In the text below about grieving at a local Asian spa, at what age did the writer's mother die?
──────── Text passage
Grieving the loss of my mom and my role as her caregiver, I cut out everyone—except for my massage therapist. A year of weekly treatments revealed the complicated and essential nature of human touch.
Working Through the Layers of My Grief at My Local Asian Spa
A Yelp search for the “best massage in Park Slope” led me to a neon yellow sign of a smiling foot. The door chimed as I entered a room with four beds divided by makeshift bamboo walls. Shelves of grinning gold cats waved their hands in sync while I waited. I had come for a one-off, inexpensive massage. But I knew within 10 minutes I would want another, despite feeling embarrassed that, as a half-Asian woman, I couldn’t communicate with my Chinese-speaking masseuse Lulu beyond gestures. Within a couple months, I was calling every Saturday afternoon. “Lulu working tonight?” I’d ask. “See you at 8 p.m.”
It’s not like I hadn’t tried, in the Before Times, to find someone who offered more than platonic touch; the kind of physical relationship that could provide intellectual stimulation, companionship, sex. But intimacy risked attachment, and attachment meant heartbreak. I had seen the pattern before.
“This one won’t last,” I would say every time my single mom drove me home from the babysitter after yet another date. Even as a young child, I sensed she yearned for male affection. A brain aneurysm when she was 41, and the partial paralysis it left her with, prevented her from finding that romance before she would die of the same injury at 56. In the 15 years in between, I became her caregiver, and my love and resentment towards her grew so deep that I vowed to never need anyone else.
Rather than spend my Saturday night at some loud bar skirting around my mom’s death with someone I swiped right on, I chose the sheltered booths of my local massage clinic. With Lulu, I never needed to explain myself—all I had to do was breathe. The synchronicity between each knead into my flesh and exhale of my breath became our own language; a form of physical exchange that never led to rejection or abandonment. It was the one place where I felt safe and supported.
While the cliché grieving young woman would probably escape her grief via self-destruction, as a child caregiver, my responsible version looked more like social distancing and self-care. My friends were concerned with their latest dates while I was managing my mom’s probate; and since many of my mom’s friends distanced themselves after she became disabled, there remained few witnesses of her life I could mourn her absence with. I was lonely in my grief, as many are now after a year of loss and isolation. Without anyone I felt could understand, I found healing across the barrier of language through Lulu’s silent touch.
────────────────
──────── Record extracts
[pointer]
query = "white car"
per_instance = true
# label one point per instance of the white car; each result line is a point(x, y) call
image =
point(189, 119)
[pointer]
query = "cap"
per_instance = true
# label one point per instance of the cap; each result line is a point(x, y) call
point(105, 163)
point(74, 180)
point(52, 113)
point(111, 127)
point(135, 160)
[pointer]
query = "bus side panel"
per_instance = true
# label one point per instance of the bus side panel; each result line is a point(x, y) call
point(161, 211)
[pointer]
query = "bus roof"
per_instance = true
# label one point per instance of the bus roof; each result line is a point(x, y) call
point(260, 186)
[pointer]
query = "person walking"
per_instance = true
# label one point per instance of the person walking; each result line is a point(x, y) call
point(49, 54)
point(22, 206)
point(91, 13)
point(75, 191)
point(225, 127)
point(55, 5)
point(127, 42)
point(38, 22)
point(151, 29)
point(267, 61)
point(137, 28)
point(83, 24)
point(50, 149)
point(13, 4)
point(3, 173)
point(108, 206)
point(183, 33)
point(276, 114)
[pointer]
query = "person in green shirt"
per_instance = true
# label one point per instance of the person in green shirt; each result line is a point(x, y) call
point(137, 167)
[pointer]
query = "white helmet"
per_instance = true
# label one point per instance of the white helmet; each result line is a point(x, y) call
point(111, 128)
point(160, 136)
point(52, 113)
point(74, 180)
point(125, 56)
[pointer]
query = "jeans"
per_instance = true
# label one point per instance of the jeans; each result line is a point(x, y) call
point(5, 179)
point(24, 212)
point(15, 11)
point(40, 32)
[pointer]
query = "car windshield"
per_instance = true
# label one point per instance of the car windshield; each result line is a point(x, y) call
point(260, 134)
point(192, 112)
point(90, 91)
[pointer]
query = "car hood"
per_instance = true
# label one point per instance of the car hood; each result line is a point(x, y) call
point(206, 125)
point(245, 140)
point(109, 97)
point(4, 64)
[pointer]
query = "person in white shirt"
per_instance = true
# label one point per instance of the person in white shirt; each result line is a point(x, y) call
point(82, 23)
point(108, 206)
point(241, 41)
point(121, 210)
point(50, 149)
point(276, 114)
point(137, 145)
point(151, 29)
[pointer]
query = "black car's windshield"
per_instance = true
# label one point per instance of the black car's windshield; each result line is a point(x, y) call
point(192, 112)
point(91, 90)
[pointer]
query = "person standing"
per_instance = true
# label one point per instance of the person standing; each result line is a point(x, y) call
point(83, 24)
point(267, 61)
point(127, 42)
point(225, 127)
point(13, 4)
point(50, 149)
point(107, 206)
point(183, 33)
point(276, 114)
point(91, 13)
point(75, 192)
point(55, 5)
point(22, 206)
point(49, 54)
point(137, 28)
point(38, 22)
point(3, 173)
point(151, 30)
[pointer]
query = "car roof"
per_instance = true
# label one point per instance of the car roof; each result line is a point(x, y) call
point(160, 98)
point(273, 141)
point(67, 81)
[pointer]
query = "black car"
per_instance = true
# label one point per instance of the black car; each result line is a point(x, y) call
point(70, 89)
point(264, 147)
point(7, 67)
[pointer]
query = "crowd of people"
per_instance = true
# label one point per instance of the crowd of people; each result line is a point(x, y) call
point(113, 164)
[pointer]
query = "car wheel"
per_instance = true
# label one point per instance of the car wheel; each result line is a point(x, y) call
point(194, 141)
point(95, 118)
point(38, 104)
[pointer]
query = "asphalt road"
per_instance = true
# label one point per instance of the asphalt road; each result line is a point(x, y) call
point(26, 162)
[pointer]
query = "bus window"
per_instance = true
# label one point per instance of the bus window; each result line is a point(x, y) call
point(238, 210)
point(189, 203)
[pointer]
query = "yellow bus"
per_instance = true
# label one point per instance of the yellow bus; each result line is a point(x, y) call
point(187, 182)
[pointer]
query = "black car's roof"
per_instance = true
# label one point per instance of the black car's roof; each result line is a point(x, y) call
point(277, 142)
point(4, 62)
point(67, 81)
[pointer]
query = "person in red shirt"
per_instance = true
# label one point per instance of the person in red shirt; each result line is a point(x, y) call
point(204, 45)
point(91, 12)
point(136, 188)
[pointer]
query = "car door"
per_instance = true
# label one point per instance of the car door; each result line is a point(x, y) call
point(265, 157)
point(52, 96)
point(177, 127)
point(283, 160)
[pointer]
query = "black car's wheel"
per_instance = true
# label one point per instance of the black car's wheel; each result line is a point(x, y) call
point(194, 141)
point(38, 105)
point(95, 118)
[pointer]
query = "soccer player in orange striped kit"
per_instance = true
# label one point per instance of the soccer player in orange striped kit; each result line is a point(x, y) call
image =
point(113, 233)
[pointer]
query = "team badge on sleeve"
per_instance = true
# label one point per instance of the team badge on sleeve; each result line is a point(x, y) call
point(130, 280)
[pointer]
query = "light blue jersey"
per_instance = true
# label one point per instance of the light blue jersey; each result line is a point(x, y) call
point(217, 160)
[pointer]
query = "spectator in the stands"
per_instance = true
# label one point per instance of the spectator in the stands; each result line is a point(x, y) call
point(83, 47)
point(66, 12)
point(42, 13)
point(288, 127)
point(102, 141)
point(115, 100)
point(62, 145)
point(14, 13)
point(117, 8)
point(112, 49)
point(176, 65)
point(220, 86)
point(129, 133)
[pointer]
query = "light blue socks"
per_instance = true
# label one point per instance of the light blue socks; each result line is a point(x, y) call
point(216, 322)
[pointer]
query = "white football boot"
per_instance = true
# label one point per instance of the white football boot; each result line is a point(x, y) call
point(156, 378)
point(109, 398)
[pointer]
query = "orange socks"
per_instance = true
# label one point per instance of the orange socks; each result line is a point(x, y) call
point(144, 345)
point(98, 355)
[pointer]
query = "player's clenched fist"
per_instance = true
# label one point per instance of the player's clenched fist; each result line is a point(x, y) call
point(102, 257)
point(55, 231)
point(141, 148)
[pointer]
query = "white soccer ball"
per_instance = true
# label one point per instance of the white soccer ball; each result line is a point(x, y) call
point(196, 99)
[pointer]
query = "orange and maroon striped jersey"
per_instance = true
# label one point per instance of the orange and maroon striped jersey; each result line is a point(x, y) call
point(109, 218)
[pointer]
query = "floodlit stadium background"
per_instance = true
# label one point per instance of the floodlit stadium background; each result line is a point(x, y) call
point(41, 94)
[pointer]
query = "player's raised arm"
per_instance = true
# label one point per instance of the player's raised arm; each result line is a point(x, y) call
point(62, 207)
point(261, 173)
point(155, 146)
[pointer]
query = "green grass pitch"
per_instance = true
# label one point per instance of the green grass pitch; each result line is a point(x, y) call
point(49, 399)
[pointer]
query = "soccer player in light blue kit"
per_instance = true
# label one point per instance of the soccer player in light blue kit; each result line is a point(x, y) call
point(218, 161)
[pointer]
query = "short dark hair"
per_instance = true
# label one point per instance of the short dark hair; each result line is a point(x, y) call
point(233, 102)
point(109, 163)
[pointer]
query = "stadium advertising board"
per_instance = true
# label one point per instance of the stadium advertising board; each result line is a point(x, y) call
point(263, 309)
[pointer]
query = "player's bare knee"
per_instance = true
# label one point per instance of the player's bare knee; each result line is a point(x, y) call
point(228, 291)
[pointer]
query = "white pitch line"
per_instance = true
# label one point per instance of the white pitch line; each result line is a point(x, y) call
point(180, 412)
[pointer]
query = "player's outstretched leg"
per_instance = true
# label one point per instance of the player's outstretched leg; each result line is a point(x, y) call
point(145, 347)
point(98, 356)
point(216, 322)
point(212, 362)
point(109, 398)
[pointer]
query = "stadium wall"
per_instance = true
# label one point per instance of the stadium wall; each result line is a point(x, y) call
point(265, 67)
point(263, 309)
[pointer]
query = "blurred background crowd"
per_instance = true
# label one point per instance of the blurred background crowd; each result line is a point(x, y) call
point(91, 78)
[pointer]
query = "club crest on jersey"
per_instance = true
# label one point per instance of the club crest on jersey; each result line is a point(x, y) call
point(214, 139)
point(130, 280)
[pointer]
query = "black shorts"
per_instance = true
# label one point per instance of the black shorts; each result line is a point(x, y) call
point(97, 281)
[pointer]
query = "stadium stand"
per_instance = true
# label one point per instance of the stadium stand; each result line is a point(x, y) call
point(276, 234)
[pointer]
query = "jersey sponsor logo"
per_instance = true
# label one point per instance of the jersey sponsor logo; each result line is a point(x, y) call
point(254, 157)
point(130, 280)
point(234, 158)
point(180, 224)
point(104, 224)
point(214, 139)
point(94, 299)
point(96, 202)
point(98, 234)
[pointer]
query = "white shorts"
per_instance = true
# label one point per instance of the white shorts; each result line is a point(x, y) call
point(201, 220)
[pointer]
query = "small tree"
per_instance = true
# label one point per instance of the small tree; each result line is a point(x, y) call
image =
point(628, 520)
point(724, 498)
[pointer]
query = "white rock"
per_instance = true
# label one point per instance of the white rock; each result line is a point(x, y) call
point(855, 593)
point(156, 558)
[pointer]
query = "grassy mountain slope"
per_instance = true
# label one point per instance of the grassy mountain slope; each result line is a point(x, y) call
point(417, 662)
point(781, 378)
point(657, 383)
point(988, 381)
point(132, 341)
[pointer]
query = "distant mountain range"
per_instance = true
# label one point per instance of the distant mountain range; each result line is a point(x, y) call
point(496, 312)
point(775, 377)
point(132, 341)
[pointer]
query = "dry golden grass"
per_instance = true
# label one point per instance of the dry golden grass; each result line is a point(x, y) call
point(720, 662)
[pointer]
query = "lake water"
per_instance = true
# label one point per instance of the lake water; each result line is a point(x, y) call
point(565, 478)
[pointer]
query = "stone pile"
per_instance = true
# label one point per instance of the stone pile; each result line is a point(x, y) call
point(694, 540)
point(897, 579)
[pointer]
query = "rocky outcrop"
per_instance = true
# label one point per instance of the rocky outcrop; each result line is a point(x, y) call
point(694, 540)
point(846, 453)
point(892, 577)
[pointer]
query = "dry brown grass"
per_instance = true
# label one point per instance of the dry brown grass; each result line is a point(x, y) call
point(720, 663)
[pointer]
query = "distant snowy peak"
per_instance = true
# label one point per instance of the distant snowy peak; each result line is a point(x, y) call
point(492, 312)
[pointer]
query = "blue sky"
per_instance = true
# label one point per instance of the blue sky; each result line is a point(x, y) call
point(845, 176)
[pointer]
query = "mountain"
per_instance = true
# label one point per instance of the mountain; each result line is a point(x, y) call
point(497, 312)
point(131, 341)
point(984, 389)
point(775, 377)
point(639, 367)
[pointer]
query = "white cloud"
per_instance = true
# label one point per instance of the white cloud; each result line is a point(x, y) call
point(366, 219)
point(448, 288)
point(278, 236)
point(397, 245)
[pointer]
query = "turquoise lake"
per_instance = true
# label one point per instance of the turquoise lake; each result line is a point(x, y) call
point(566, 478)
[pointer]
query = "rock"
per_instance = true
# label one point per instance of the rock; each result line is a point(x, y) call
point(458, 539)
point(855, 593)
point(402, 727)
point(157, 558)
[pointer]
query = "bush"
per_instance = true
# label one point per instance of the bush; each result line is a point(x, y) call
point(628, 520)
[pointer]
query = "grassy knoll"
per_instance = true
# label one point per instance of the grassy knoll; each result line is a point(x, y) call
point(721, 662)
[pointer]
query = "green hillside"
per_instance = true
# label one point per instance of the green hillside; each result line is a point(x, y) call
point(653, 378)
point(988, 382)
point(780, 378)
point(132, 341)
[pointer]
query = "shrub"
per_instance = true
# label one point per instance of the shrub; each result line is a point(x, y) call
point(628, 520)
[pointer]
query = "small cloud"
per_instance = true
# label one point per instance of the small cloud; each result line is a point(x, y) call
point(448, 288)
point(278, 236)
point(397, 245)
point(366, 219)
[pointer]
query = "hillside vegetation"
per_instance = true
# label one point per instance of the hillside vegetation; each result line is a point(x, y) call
────────────────
§ Answer for the task:
56